DOCUMENT TEXT
+ + + + +
Sunday 18 June 2017

Otago Central Railway [31A]: Alexandra Maps

So this post is the actual maps, and it will be updated as necessary. I can't show all the photos I used as source because I can't find all the people to ask their permission, but it's possible I might publish some pieces of their photos rather than the whole photo. For now I have attached a number of my own photos which I haven't put on any other post.

Anyhow in each case we have the aerial photography version and plain version of each map. I haven't bothered with an overview map this time around.

 So we start from the east end of Alexandra. The two Ds are the Way & Works depot buildings. The bigger one is the main depot and the smaller one is the trolley shed. We also have a railway house which is still there, next to the works depot.

More into the centre the two Gs are goods loading facilities. The smaller one is the goods shed, and to save time, I just copied the one from Clyde without any idea if it is the same size or not, as I don't have any measurements of it. The difference here is that the goods unloading was done under a veranda rather than inside the shed so the actual footprint would include this veranda.
+ + + + +
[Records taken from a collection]

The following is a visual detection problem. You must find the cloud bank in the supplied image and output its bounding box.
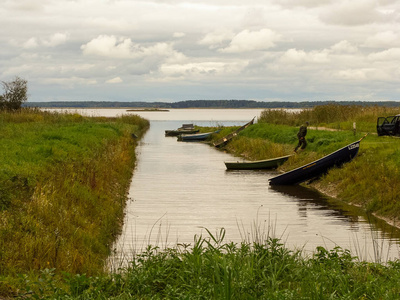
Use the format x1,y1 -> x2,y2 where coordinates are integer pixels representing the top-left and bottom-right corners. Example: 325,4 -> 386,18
0,0 -> 400,101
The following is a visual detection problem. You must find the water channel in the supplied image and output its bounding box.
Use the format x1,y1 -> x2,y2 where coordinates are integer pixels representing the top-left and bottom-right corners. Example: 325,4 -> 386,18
54,109 -> 400,266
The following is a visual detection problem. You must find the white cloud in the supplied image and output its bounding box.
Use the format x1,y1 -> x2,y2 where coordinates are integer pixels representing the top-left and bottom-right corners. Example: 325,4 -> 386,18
0,0 -> 400,101
279,48 -> 330,65
22,37 -> 38,49
81,35 -> 185,61
43,32 -> 68,47
320,0 -> 383,26
368,48 -> 400,61
331,41 -> 358,53
172,32 -> 186,38
81,35 -> 133,58
198,30 -> 234,49
363,30 -> 400,48
220,28 -> 282,53
106,77 -> 122,83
+ + + + +
TASKS FOR THIS EXERCISE
**A.** Copy the passage of the Alexandra railway maps post from "So this post" up to and including "the works depot.".
**B.** Go on writing the Alexandra railway maps post from the point where it stops.
This data has no connection to the Alexandra railway maps post.

OUTPUTS
**A.**
So this post is the actual maps, and it will be updated as necessary. I can't show all the photos I used as source because I can't find all the people to ask their permission, but it's possible I might publish some pieces of their photos rather than the whole photo. For now I have attached a number of my own photos which I haven't put on any other post.

Anyhow in each case we have the aerial photography version and plain version of each map. I haven't bothered with an overview map this time around.

 So we start from the east end of Alexandra. The two Ds are the Way & Works depot buildings. The bigger one is the main depot and the smaller one is the trolley shed. We also have a railway house which is still there, next to the works depot.

**B.**
The larger G is the loading shelter that was built for the fruit traffic. By the time the yard closed this traffic was well gone and the shelter was where station staff parked their TR locomotive, as shown in one of my photos.

The S is the station building and again to save time I simply copied the Clyde station, which like Alexandra had a veranda covering most of the platform.

L is the loading bank next to the goods shed. Out of all these facilities there is just one house and the passenger platform still there today. The rail trail has a carpark next to the works depot site. There is a concrete pad which I assume was at the back of the trolley shed.

 Continuing further west we have in addition to the facilities already discussed the following:
A = toilet block at the end of the platform. We can see where two more houses (H) were formerly located. We can also see the stockyards (Y) and where the Apple and Pear Marketing Board had its site, which took over part of the stockyards site at a later date and put a shelter there. I think they took over and fenced off an area of land next to the level crossing as well as the photos I have show.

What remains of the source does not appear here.